DATA SECTION.
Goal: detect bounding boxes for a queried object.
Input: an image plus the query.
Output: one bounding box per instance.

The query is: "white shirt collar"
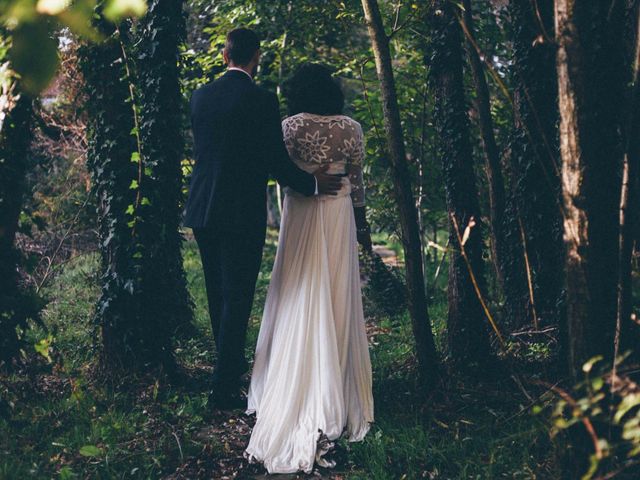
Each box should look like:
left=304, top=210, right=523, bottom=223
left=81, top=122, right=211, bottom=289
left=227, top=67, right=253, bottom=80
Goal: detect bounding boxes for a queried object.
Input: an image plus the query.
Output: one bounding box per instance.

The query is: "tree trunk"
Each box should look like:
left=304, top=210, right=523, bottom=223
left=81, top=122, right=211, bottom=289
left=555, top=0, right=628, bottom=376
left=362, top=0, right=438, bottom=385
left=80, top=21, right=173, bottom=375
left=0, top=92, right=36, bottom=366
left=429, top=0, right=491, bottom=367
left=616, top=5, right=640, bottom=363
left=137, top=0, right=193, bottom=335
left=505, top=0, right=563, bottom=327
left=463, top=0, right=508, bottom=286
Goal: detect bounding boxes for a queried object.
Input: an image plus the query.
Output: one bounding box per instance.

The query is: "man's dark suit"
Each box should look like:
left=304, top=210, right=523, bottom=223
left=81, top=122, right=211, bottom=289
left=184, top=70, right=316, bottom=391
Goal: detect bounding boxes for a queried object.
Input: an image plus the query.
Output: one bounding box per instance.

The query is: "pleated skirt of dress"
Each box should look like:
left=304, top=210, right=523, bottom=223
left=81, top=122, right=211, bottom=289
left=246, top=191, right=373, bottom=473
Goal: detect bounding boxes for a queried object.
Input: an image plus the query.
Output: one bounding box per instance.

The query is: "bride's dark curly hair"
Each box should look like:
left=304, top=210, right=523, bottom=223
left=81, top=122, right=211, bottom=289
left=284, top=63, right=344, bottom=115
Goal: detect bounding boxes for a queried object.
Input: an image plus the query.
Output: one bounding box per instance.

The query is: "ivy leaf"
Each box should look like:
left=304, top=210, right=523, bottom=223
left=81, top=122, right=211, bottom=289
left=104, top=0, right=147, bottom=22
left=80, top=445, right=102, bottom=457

...

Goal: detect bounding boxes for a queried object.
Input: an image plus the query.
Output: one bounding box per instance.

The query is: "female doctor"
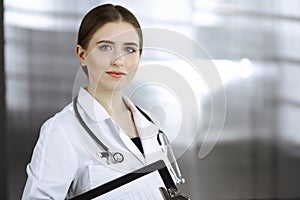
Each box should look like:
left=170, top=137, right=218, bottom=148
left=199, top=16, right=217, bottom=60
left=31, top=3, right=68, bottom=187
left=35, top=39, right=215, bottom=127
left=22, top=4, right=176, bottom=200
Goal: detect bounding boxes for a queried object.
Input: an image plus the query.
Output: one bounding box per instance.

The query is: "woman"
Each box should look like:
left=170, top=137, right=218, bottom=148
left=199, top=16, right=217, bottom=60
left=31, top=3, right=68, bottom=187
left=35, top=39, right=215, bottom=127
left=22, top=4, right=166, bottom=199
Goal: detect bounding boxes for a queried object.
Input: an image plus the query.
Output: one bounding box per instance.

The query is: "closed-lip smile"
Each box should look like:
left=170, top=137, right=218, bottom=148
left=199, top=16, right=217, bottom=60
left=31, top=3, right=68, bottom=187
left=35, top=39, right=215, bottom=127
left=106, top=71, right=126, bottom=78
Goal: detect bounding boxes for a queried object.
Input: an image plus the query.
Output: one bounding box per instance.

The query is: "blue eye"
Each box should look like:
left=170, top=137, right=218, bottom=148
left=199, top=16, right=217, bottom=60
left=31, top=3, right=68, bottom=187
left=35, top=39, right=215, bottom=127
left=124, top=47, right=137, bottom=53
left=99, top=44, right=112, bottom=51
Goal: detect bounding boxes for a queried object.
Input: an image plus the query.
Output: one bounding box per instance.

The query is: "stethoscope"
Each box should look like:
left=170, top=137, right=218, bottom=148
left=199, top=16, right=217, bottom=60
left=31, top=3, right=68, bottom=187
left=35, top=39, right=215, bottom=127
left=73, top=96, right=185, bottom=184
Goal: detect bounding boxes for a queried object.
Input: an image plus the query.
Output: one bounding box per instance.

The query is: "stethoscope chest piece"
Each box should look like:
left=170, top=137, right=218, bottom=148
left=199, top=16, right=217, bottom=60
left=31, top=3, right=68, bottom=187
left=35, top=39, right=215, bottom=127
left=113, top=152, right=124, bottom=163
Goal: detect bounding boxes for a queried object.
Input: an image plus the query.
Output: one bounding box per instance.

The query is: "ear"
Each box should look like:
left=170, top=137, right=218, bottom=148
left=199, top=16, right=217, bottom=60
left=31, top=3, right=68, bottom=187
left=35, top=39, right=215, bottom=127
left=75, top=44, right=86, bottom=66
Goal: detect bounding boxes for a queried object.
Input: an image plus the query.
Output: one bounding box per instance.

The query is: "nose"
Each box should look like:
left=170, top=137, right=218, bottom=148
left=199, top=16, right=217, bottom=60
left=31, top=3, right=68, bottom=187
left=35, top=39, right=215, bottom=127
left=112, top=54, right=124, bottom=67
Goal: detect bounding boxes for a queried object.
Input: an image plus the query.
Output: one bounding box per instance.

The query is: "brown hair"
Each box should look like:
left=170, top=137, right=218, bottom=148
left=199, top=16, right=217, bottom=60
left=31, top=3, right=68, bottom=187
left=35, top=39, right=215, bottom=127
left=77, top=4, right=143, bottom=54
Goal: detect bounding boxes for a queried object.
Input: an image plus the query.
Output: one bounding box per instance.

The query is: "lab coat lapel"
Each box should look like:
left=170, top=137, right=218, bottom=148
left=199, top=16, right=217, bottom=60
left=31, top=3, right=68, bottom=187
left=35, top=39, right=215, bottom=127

INSTRUCTIONS TO FOLLOW.
Extract every line from the rows above that contains the word "dark", and copy each one in full.

SOLVED PROBLEM.
The query is: "man's dark suit"
The query is: "bride's dark curly hair"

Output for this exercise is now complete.